*Text section*

########

# hi im new here



## angieuk (Mar 24, 2004)

hi im 17 years old and have recently been suffering with ibs the doctors have given me colofac but its a load of ****e!!!can anyone tell me what i should try?


----------



## WARRAVEN (Mar 11, 2004)

The problem is that diferent things work for diferent people. For better or for worse IBS conditions can be extremely diferent from one another, and sadly treatments for some cannot work for others. I can tell you what I am taking, but theres no guarantee it will work for you. I am taking Hyosycamine and Amitripiline. However the Amitripiline is extremely tiring and can interfere with yuor sleep patterns a little(I'm an insomniac ontop of that!) and can really throw you off for a little bit(I was prescribed it in february and I'm still coping). I usually go to sleep at 12:30-1AM and I wake up at 5:30-6:00AM, which I got used to until I got this drowsy stuff. So now, I also sleep from 4:00-6:00PM when I get home,hehe. But theres no guarantee any of it will work for you, talk with you GI about what he/she suggests. Raven


----------



## Cazg (Apr 5, 2004)

hi, im new aswell, im 17 an my doc has jus put me on colofac tablets an i dunno if they r working? i need help aswell! i suffer from pain all over my stomach and in my lower back and im constipated as well as being bloted!y is this thing so annoying! i seem to have it mild which is my only blessing! i really duno anything about it either! HELP!i hope u get yourself sorted and if u can give me any advice that would be grate! thanx


----------



## WhoaNellie1487 (May 5, 2003)

Unfortunatly,Medications never worked for me. But, A good bacteria called " acidophilus " helped me a lot. I take 2 a day,after I eat my first meal. It helps me digest better. I also exercise everyday, to keep my back in place. (back problems.)Also,Drinking lots of water helps.


----------

########

*Activity list*
A: List the usernames of everyone who posted in the IBS forum thread.
B: Reproduce the IBS forum thread word for word from "hi, im new aswell, im" up to and including "(May 5, 2003)".

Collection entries
########

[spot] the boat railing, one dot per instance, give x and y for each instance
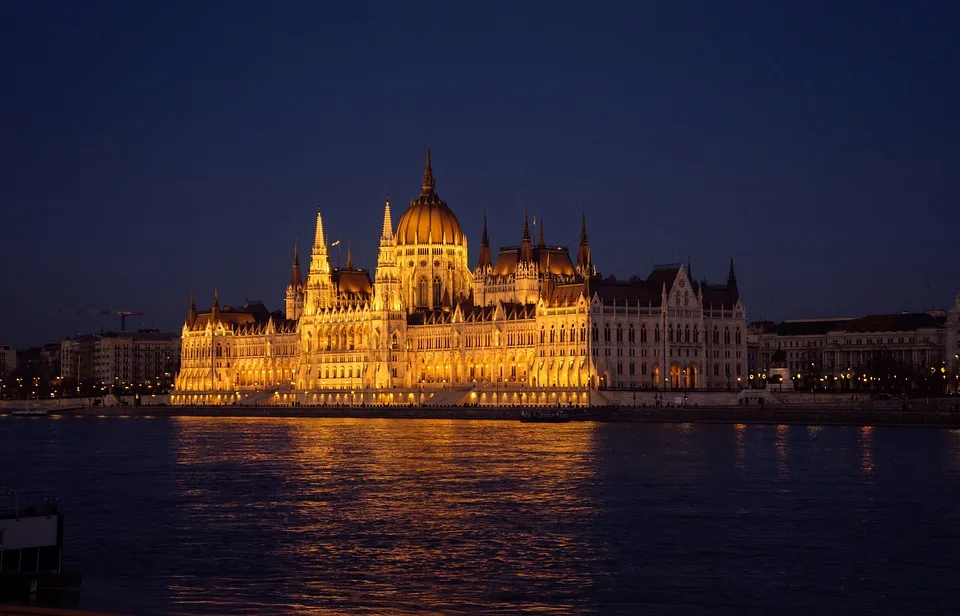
(19, 503)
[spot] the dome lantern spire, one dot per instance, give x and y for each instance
(428, 184)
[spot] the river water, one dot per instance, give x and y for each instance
(318, 516)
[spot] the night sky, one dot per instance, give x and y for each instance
(154, 148)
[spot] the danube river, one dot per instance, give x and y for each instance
(288, 516)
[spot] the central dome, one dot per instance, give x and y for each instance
(428, 220)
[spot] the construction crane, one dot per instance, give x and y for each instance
(123, 314)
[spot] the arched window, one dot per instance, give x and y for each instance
(437, 291)
(423, 290)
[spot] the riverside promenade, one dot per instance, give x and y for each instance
(944, 413)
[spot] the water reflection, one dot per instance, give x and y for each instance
(953, 450)
(783, 434)
(739, 431)
(395, 514)
(865, 438)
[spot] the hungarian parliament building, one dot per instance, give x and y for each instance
(530, 326)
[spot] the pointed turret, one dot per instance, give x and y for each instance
(484, 246)
(319, 241)
(428, 184)
(526, 246)
(387, 234)
(583, 251)
(192, 311)
(296, 276)
(732, 281)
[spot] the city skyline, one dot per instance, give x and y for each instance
(144, 147)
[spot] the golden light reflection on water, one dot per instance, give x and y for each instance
(865, 439)
(370, 506)
(782, 445)
(740, 431)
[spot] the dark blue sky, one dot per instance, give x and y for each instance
(154, 148)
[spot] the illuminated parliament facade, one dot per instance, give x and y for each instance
(532, 326)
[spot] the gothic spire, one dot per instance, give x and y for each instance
(583, 252)
(387, 221)
(192, 310)
(526, 247)
(484, 244)
(296, 278)
(319, 242)
(732, 282)
(428, 181)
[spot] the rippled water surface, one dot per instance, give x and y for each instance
(274, 516)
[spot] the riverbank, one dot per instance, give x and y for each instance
(926, 417)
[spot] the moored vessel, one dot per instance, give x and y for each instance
(544, 416)
(31, 547)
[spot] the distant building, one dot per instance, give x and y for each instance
(124, 358)
(531, 325)
(76, 358)
(121, 359)
(882, 351)
(953, 342)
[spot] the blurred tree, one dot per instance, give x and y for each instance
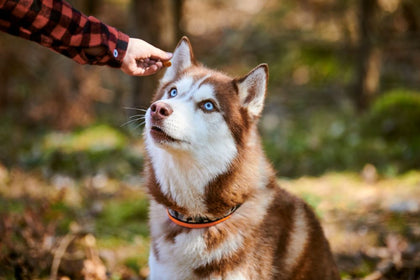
(157, 22)
(369, 56)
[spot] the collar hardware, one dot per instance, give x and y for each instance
(199, 221)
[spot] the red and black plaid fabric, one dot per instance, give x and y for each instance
(58, 26)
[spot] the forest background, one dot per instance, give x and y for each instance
(341, 126)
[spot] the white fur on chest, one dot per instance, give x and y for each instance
(184, 169)
(188, 251)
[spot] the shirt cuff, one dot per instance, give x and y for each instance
(115, 44)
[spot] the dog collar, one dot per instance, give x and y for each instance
(199, 221)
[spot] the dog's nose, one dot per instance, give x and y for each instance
(160, 110)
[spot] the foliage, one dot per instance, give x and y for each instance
(94, 149)
(395, 116)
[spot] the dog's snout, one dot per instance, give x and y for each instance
(160, 110)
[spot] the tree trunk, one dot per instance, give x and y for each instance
(369, 57)
(155, 23)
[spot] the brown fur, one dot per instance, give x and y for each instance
(282, 239)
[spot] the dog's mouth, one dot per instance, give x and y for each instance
(159, 135)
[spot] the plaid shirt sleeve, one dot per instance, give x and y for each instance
(57, 25)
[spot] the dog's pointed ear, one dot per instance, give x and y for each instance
(252, 88)
(182, 58)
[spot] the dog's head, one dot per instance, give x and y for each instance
(198, 128)
(202, 111)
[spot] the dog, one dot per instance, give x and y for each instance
(216, 211)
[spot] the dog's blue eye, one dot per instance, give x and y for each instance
(173, 92)
(208, 106)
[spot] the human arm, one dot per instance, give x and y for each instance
(57, 25)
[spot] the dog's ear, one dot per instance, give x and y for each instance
(182, 58)
(252, 88)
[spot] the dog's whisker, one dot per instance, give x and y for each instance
(139, 125)
(138, 109)
(139, 115)
(129, 122)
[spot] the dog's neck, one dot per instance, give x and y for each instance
(184, 175)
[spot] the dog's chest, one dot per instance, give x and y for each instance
(181, 254)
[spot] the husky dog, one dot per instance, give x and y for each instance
(216, 211)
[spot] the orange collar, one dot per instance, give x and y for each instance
(197, 222)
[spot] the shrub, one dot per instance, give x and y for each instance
(395, 116)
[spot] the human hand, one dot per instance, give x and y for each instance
(143, 59)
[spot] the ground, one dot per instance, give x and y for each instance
(96, 227)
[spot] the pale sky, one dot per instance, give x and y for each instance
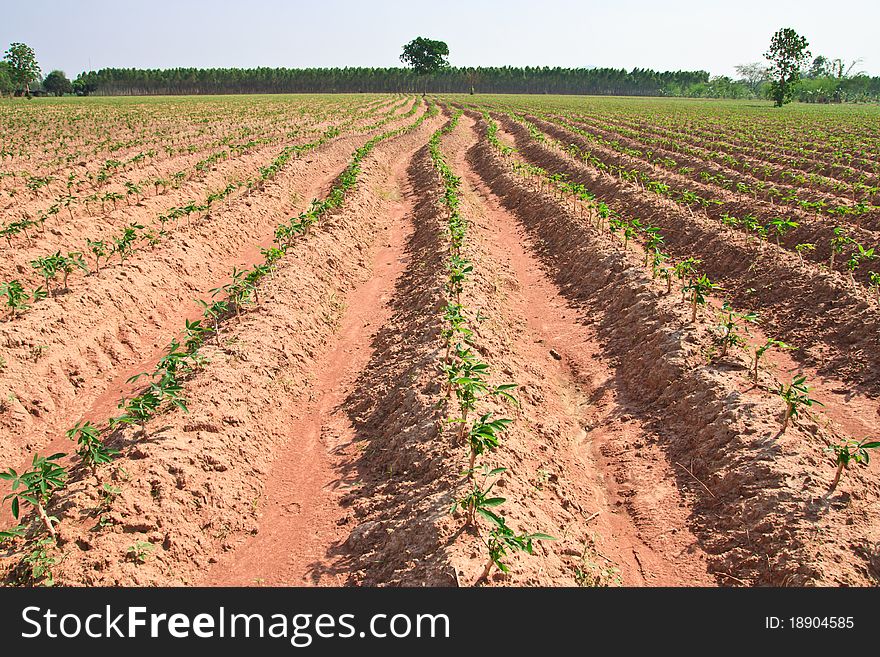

########

*Results for each task*
A:
angieuk
WARRAVEN
Cazg
WhoaNellie1487

B:
hi, im new aswell, im 17 an my doc has jus put me on colofac tablets an i dunno if they r working? i need help aswell! i suffer from pain all over my stomach and in my lower back and im constipated as well as being bloted!y is this thing so annoying! i seem to have it mild which is my only blessing! i really duno anything about it either! HELP!i hope u get yourself sorted and if u can give me any advice that would be grate! thanx


----------



## WhoaNellie1487 (May 5, 2003)